_Document extract_:
* * * * *

- Directed by: Gérard Krawczyk
- Written by: Gérard Krawczyk Jean-Paul Lilienfeld from the novel by Pierre Pelot
- Produced by: Jean-Marie Duprez
- Starring: Jean-Pierre Bacri Jacques Villeret Pauline Lafont Jean Bouise Guy Marchand
- Cinematography: Michel Cénet
- Edited by: Marie-Josèphe Yoyotte
- Music by: Roland Vincent
- Distributed by: Acteurs Auteurs Associés
- Release date: 29 April 1987;
- Running time: 96 minutes
- Country: France
- Language: French

= L'été en pente douce =

L'été en pente douce (Summer on a gentle slope) is a French film, an adaptation of a novel by Pierre Pelot. It was directed by Gérard Krawczyk, and released in 1987.

==Synopsis==
Following the death of his mother, Stephane Leheurt, nicknamed Fane (Jean-Pierre Bacri), rejoins his mentally handicapped brother Maurice, nicknamed Mo, (Jacques Villeret) at their mother's house. He wants a quiet life with his brother and his pretty girlfriend Lilas (Pauline Lafont). But Voke the neighbouring garage owner has eyes on the house, and on Lilas.

* * * * *

_Data supplied_:
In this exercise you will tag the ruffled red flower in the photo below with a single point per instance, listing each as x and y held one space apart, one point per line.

* * * * *

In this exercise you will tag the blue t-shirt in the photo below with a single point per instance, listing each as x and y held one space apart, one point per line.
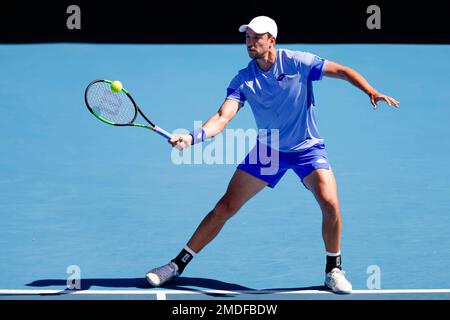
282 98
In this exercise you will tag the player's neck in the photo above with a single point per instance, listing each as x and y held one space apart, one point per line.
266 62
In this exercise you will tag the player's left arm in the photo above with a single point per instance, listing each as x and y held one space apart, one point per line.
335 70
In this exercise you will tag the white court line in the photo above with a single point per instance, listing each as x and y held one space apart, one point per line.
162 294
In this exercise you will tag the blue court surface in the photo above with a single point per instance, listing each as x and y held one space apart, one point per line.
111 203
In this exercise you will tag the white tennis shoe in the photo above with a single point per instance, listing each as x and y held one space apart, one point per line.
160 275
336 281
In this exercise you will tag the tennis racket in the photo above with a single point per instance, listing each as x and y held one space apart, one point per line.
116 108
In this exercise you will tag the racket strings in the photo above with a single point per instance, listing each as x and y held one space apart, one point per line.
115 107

* * * * *

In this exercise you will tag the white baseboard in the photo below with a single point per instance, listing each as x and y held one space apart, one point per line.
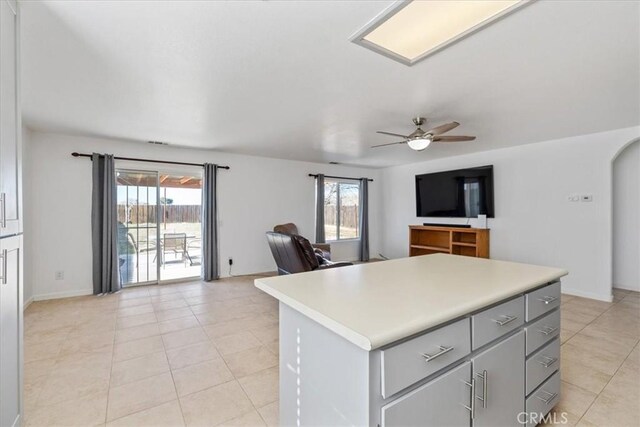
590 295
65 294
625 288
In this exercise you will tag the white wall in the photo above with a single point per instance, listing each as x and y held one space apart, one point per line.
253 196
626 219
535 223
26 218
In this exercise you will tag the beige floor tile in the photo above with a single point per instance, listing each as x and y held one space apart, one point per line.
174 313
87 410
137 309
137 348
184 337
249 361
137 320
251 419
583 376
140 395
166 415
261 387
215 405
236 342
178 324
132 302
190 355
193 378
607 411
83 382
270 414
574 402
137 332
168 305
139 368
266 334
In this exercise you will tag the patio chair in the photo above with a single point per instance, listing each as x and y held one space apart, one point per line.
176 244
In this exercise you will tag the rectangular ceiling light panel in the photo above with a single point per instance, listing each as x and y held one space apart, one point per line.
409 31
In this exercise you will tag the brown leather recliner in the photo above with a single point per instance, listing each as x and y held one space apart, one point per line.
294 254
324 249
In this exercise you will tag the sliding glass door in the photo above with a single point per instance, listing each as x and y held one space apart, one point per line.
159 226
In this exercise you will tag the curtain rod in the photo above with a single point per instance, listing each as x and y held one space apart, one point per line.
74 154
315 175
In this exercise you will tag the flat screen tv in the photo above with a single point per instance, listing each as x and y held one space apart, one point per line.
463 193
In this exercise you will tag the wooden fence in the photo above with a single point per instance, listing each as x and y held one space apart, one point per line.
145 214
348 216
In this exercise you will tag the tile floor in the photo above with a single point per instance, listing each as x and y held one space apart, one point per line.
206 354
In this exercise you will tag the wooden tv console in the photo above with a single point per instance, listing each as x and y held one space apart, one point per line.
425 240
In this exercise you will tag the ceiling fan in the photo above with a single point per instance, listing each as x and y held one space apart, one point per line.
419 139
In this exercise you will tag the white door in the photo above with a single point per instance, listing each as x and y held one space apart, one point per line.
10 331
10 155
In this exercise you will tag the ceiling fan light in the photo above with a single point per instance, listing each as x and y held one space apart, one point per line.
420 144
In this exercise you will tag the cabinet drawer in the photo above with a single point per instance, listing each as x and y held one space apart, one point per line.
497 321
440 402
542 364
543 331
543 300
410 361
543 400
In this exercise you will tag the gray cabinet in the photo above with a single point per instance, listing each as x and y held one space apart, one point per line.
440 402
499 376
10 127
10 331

* * * * *

_What you will do_:
(a) In the entry on the film L'été en pente douce, reproduce word for word the passage starting at "L'été en pente douce (Summer" and ending at "released in 1987.".
(b) Name every actor listed under "Starring" in the entry on the film L'été en pente douce.

_Your responses_:
(a)
L'été en pente douce (Summer on a gentle slope) is a French film, an adaptation of a novel by Pierre Pelot. It was directed by Gérard Krawczyk, and released in 1987.

(b) Jean-Pierre Bacri, Jacques Villeret, Pauline Lafont, Jean Bouise, Guy Marchand